# Text section:
"Geology is the study of pressure and time. That’s all it takes really... pressure... and time...,” bellows Morgan Freeman’s character, Red, when foreshadowing his friend Andy Dufresne’s harrowing escape from prison in the critically acclaimed movie Shawshank Redemption. Oddly enough, this same logic can be applied to antibiotic resistance, although bacterial change occurs exponentially more rapidly than the millennia it can take to create various geological wonders. For microbes, however, the biological pressures that scientists presume underlie the formation of resistance mutations doesn’t come in the form of sedimentation, stalactites, or shifts in plate tectonics, as it does in geology. Rather, the genetic burdens exerted by numerous human developed antibiotic, and drug therapies, as well as natural environmental conditions, are the most significant factors fueling resistance.
While antimicrobial drug resistance is growing at an alarming rate globally, the phenomenon is not new, nor is it an occurrence that only recently has come to pass. In 1940, only slightly a decade after penicillin’s discovery, the first strains of Staphylococcus resistant to the compound were detected. Five years later, in his Nobel lecture concerning his breakthrough discovery, Alexander Fleming prophetically warned those in attendance about the dangers of microbial resistance:
“It is not difficult to make microbes resistant to penicillin in the laboratory by exposing them to concentrations not sufficient to kill them, and the same thing has occasionally happened in the body...The time may come when penicillin can be bought by anyone in the shops. Then there is the danger that the ignorant man may easily underdose himself and by exposing his microbes to non-lethal quantities of the drug make them resistant.”
While numerous factors are contributing to this sharp rise in resistance that the world is currently experiencing, chief among them is the overuse of antibiotic compounds. Given their extremely rapid and exponential replication rate (an E. coli
bacterium can double itself approximately every 20 minutes), and ability to survive an extensive number of genetic mutations, bacteria have evolved to be the ultimate survivor.

# Task requirements:
(A) Return the section of the antibiotic resistance passage from "While numerous factors" to "the ultimate survivor.", copied word for word.
(B) Write the next part of the passage on antibiotic resistance, starting right after its last sentence.
The data after this passage come from a separate, unrelated source.

# Supplied records:

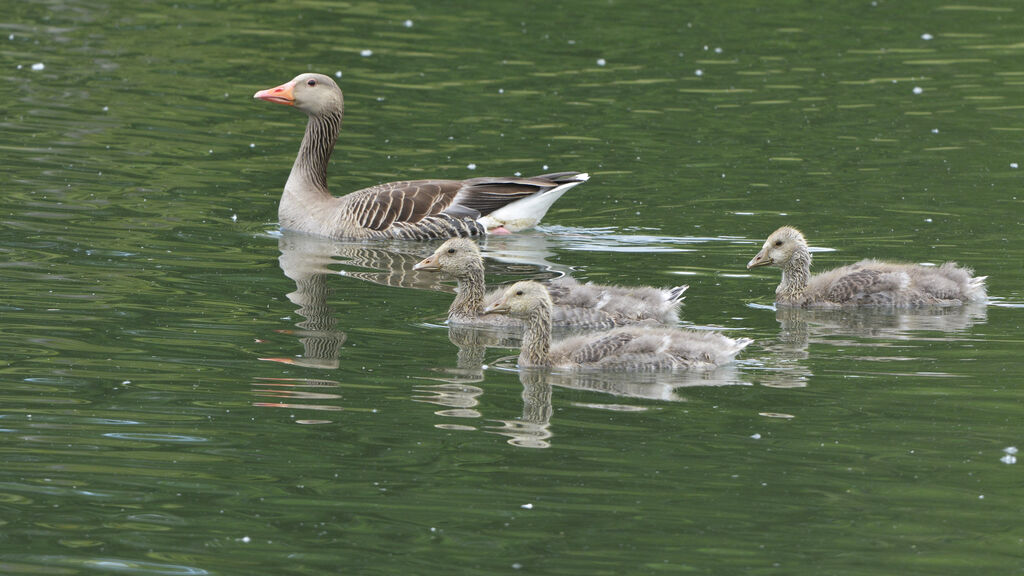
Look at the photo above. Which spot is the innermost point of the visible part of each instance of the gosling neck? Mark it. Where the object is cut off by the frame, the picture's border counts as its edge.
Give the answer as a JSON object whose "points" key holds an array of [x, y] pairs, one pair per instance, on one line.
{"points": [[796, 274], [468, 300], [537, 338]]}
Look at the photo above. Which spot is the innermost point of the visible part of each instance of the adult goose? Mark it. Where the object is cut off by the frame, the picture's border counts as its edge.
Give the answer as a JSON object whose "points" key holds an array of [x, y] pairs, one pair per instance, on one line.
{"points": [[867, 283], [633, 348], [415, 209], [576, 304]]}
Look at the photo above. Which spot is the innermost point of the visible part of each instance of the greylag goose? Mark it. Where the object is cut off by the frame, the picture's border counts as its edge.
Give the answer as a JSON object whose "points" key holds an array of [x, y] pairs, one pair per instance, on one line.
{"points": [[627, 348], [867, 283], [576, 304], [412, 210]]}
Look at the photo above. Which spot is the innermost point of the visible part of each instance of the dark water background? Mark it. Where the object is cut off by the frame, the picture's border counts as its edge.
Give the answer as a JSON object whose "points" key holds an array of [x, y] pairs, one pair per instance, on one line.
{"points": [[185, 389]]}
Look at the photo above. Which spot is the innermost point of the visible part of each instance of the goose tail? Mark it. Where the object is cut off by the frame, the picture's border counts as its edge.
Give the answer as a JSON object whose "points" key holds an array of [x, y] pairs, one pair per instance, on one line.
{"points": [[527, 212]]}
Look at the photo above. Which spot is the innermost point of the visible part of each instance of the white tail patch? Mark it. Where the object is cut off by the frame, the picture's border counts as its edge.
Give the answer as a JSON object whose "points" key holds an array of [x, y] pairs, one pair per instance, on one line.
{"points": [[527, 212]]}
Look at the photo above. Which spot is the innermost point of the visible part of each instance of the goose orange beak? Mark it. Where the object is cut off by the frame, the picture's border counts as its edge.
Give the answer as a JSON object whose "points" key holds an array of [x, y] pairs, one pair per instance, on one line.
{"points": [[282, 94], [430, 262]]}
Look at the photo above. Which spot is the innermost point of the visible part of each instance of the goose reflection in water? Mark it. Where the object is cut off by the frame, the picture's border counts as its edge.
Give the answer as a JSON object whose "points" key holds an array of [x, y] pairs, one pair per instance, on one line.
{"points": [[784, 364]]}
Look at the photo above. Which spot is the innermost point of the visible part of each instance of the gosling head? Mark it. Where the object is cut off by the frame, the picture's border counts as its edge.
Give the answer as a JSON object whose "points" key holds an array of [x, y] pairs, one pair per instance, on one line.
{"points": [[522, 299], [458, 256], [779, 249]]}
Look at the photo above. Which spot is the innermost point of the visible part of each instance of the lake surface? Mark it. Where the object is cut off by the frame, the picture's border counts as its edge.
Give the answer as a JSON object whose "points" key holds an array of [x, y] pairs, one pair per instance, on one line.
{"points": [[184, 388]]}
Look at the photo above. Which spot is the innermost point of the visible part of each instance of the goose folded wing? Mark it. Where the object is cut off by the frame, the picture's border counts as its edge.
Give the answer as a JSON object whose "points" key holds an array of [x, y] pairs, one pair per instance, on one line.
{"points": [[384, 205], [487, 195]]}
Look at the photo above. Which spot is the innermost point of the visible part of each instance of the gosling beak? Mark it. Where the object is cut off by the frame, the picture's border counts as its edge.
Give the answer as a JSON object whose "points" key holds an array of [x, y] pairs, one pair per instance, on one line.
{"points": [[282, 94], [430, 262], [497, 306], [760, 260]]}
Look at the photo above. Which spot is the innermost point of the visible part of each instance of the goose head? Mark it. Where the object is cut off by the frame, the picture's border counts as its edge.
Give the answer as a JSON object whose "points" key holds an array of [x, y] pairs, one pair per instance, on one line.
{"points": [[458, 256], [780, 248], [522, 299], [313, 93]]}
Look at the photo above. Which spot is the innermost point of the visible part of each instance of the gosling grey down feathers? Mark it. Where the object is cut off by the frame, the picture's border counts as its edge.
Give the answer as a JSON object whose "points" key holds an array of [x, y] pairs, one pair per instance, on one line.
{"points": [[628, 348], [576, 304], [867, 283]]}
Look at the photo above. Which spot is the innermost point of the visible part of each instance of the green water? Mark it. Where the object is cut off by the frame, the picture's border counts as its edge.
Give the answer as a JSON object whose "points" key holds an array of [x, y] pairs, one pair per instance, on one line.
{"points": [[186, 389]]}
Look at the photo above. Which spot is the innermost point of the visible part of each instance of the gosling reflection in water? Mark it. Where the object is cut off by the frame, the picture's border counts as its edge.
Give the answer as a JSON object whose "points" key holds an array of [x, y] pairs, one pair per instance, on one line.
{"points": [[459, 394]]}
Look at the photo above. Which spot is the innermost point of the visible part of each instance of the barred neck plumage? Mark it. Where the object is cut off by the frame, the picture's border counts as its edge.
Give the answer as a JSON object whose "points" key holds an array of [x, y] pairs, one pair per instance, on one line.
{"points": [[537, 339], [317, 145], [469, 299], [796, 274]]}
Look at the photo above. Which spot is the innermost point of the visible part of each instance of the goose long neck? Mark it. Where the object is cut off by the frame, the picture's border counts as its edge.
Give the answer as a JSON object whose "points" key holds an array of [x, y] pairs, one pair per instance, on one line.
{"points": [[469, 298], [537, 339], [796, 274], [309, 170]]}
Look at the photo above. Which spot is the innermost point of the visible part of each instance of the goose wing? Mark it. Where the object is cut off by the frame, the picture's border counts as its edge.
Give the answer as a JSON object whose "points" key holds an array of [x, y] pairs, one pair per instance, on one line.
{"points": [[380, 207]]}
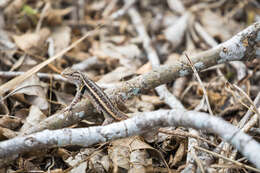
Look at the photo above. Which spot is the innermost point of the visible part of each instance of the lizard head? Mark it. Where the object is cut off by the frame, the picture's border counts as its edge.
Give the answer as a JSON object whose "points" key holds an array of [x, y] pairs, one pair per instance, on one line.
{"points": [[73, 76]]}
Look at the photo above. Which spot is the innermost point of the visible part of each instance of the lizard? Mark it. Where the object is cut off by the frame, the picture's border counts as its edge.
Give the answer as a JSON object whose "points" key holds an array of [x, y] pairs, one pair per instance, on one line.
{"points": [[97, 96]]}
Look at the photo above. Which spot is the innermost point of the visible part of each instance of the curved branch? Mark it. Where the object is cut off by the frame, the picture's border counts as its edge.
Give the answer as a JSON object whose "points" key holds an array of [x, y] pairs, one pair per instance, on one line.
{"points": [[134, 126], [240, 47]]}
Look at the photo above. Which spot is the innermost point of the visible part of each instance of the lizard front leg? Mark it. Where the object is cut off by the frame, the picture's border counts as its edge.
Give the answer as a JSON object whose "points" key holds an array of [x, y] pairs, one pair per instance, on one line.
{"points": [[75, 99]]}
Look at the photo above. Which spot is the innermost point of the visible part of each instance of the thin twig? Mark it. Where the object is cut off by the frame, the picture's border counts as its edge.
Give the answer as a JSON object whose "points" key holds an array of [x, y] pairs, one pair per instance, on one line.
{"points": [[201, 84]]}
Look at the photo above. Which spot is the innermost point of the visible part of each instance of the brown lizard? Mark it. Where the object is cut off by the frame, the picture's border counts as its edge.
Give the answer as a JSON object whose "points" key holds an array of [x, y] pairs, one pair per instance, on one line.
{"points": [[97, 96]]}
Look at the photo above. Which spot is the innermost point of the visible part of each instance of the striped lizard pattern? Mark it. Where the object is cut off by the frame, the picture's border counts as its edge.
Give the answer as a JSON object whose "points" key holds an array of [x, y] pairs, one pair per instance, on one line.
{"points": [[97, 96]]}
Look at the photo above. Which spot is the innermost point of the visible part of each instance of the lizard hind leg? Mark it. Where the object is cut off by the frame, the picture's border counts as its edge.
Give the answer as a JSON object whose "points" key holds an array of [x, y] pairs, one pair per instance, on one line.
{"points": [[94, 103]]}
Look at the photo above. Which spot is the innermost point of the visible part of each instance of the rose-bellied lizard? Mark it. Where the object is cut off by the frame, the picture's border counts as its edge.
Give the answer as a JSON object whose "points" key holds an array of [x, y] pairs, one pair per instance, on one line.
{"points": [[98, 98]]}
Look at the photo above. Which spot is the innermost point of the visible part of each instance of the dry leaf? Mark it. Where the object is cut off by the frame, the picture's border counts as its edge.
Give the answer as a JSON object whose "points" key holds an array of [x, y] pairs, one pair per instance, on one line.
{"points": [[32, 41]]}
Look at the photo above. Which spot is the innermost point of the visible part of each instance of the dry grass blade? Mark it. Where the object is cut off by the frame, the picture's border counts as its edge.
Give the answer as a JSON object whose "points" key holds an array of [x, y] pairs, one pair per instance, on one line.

# Answers by item:
(A)
While numerous factors are contributing to this sharp rise in resistance that the world is currently experiencing, chief among them is the overuse of antibiotic compounds. Given their extremely rapid and exponential replication rate (an E. coli
bacterium can double itself approximately every 20 minutes), and ability to survive an extensive number of genetic mutations, bacteria have evolved to be the ultimate survivor.

(B)
Certainly, long after humans have outlived their time on this planet, microbes will continue to chug along, barely even recognizing our species’ existence. Force the microscopic critters to choose between dying or rapidly adapting by placing them under the chemical squeeze of antibiotic compounds, and they will be all too happy to mutate and return even more virulent. Keep in mind that there are bacterial species (Deinococcus radiodurans) that can withstand a dose of ionizing radiation 3,000 times greater than the dose that would kill a human—due to their extreme ability to repair and adapt to DNA damage that would destroy most life.
So how does science keep on top of a such a seemingly formidable, if not tiny, adversary? Obviously, there are multiple approaches, but developing better therapeutics is paramount for most researchers. While compounds that are fast acting, exquisitely lethal, and unique to only pathogenic bacteria would be ideal, science isn’t quite capable of that form of therapy just yet. However, we are well entrenched in the genomic age, and investigators have advanced tools at their disposal which allow them to identify genotypic mutations that rapidly lead to resistance phenotypes.
“Genomic analysis offers an unprecedented window into the origins, functions, and dissemination of antibiotic resistance,” says Michael Gillings, Ph.D., professor in the department of biological sciences at Macquarie University, Sydney, Australia. “We now have the power to understand how antibiotic resistance arises in real time, how resistance genes move between bacterial species, and how bacterial species are spread around the globe. Submissions to globally accessible databases ensure that researchers everywhere can obtain information quickly.”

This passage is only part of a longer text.